### DIRECTION
Update the records starting at the line containing "Could you point at the red" and ending at the last record. Replace "chrome bumper trim" with "silver bumper trim", leave everything else unchanged, and return only those lines.

_ _ _

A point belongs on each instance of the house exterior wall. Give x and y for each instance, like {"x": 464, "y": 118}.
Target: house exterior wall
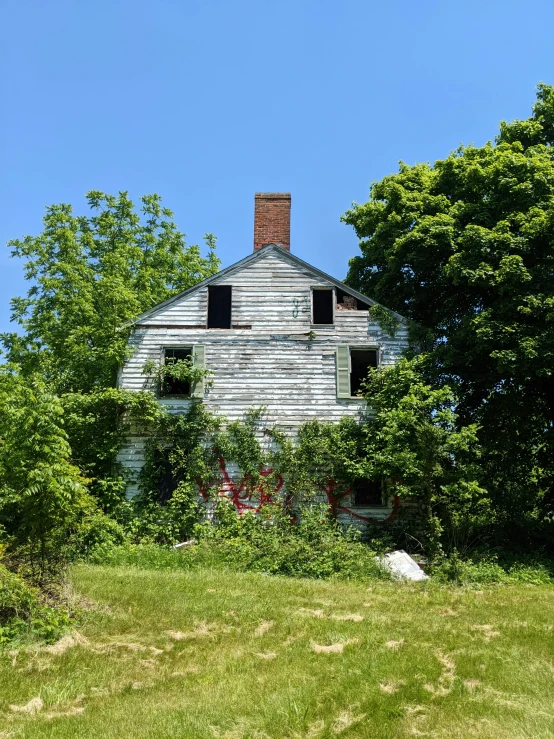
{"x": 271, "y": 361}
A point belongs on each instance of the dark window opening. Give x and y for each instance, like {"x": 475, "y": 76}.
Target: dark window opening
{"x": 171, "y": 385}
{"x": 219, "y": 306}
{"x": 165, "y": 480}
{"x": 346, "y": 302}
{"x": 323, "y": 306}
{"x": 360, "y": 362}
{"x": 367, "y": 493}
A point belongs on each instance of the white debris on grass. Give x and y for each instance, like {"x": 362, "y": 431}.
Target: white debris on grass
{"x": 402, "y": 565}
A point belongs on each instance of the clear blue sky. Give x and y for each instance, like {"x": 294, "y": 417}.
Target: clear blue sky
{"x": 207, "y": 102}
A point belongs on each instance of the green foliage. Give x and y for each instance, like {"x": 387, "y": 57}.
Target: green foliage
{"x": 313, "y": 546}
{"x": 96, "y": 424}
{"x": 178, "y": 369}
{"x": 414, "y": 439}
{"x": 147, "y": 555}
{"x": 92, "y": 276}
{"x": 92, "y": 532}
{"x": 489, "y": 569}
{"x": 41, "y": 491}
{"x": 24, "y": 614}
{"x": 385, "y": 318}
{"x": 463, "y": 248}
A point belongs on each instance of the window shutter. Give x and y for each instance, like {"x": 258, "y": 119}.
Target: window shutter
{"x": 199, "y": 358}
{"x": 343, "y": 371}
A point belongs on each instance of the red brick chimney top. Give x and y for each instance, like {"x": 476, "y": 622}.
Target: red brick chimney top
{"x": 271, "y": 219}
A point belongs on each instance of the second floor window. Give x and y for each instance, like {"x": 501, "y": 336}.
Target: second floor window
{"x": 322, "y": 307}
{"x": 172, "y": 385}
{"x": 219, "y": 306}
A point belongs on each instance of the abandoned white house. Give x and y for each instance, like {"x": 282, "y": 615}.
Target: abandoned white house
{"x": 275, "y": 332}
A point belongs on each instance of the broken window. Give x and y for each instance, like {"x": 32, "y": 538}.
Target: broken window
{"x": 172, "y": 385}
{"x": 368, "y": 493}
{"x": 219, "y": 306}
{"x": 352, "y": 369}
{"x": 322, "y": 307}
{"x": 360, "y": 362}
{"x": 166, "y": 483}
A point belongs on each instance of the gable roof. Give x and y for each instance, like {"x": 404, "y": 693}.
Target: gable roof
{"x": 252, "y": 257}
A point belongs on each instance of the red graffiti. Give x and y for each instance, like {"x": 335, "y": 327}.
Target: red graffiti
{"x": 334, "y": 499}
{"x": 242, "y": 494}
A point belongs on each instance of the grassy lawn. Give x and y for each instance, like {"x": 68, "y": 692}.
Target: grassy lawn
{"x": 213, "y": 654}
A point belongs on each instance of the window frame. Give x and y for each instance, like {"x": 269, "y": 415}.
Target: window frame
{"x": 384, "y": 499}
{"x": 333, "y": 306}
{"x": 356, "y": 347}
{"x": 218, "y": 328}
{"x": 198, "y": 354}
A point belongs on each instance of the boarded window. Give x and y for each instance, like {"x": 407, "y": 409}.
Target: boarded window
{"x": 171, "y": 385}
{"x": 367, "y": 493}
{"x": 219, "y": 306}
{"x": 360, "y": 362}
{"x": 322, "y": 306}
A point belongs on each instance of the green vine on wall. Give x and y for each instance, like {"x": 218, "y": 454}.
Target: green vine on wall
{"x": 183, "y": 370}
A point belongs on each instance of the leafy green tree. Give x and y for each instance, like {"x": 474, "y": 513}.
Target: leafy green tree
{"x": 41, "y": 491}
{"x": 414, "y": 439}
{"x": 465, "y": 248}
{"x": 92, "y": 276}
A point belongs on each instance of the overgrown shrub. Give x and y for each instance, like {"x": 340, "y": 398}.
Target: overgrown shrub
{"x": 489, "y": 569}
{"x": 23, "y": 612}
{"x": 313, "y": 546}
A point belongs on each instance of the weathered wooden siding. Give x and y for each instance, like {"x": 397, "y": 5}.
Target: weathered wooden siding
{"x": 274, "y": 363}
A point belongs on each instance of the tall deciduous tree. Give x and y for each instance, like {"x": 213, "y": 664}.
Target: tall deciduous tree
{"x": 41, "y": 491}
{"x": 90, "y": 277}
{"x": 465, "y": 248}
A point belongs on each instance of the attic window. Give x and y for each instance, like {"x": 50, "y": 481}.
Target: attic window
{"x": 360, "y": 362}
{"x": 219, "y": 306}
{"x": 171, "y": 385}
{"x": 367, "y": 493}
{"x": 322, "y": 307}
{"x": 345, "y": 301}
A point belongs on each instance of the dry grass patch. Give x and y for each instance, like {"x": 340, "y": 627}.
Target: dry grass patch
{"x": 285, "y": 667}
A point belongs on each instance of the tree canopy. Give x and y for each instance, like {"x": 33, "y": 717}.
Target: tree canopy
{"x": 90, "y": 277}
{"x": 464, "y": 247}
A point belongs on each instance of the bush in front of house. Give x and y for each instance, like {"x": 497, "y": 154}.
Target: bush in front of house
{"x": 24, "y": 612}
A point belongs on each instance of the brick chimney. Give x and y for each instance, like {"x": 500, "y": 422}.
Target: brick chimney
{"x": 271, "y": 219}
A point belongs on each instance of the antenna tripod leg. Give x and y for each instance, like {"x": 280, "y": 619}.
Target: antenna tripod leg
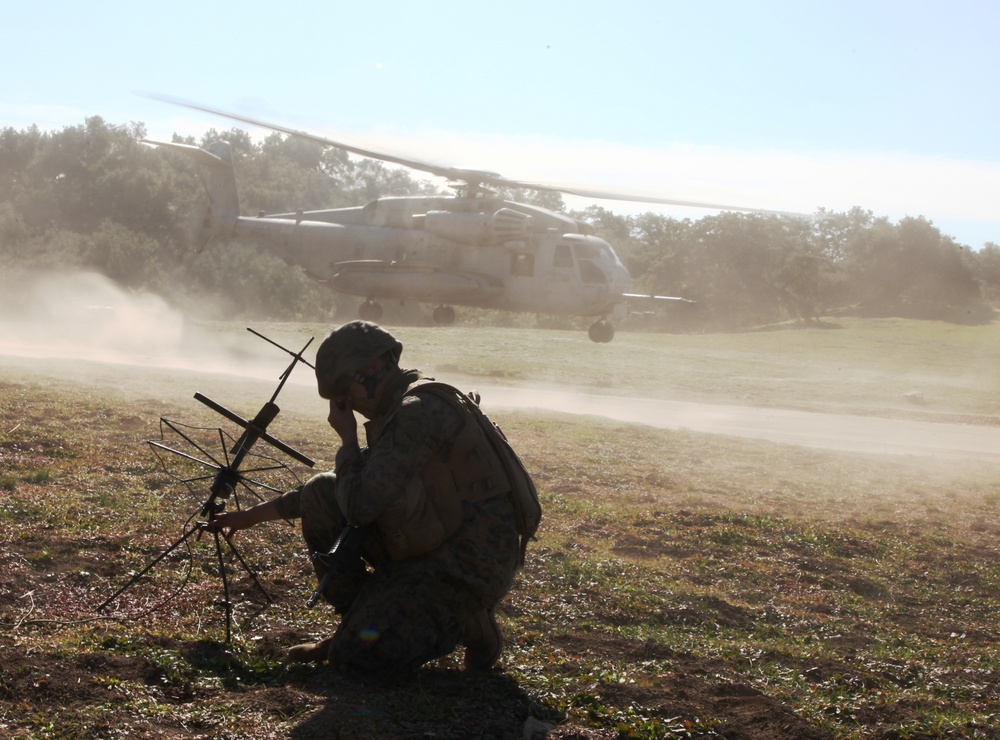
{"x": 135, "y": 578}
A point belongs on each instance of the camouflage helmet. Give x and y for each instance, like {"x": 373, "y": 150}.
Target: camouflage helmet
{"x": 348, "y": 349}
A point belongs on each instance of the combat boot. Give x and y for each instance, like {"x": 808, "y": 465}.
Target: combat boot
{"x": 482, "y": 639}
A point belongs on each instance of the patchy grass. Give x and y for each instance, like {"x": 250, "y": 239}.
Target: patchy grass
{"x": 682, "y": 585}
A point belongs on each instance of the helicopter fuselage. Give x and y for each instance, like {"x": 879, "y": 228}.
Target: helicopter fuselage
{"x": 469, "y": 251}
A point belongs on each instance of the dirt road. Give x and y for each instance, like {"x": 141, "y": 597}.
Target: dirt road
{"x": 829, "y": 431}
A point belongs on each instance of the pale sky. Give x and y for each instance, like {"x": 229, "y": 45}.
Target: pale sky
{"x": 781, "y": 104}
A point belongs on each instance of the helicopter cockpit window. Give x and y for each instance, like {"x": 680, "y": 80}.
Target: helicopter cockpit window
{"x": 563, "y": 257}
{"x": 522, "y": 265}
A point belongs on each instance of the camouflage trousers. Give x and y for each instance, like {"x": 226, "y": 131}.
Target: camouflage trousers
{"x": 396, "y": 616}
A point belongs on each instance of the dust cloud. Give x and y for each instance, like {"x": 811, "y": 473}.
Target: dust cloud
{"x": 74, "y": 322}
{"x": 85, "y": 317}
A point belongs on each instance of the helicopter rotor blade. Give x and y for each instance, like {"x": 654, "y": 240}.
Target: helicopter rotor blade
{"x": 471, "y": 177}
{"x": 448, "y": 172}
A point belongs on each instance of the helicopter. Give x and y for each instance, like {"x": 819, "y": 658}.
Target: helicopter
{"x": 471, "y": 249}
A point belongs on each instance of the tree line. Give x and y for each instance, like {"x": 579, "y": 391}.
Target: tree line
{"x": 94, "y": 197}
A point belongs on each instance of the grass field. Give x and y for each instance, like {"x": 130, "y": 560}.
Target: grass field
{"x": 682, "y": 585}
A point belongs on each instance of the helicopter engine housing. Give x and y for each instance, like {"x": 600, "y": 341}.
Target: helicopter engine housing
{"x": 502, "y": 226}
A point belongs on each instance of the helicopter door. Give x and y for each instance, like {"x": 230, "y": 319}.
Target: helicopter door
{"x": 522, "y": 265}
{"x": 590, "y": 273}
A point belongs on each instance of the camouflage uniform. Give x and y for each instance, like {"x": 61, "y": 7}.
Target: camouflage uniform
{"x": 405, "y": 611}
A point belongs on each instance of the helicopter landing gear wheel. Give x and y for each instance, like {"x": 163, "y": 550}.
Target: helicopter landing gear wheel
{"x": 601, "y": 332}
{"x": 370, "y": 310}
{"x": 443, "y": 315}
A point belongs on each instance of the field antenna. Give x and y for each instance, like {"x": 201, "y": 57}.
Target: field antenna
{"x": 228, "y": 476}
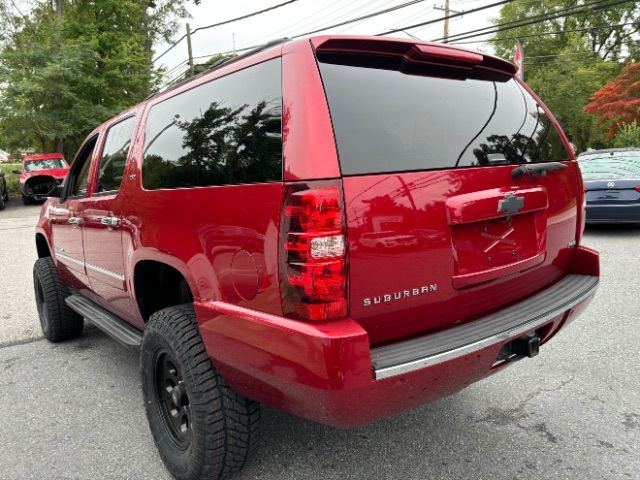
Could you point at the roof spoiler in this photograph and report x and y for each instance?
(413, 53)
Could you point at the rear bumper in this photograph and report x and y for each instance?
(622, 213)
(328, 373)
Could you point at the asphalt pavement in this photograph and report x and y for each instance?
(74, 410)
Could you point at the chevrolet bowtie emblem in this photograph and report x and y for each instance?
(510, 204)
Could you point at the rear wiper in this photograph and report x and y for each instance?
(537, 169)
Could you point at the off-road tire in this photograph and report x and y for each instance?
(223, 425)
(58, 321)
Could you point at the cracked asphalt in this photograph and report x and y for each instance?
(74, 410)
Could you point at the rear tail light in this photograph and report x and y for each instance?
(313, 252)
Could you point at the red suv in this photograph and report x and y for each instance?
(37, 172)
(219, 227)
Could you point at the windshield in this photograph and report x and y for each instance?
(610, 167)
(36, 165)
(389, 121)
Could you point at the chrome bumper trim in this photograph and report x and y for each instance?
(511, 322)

_ _ _

### FULL OUTPUT
Could you point at the red suv in this photograph and report x and y for each instance?
(37, 172)
(219, 227)
Could you point at the windshield in this photograph and report x and y for each instance?
(610, 167)
(36, 165)
(389, 121)
Could you point at the silver bumper trim in this photograph and report x and y for each instance?
(511, 322)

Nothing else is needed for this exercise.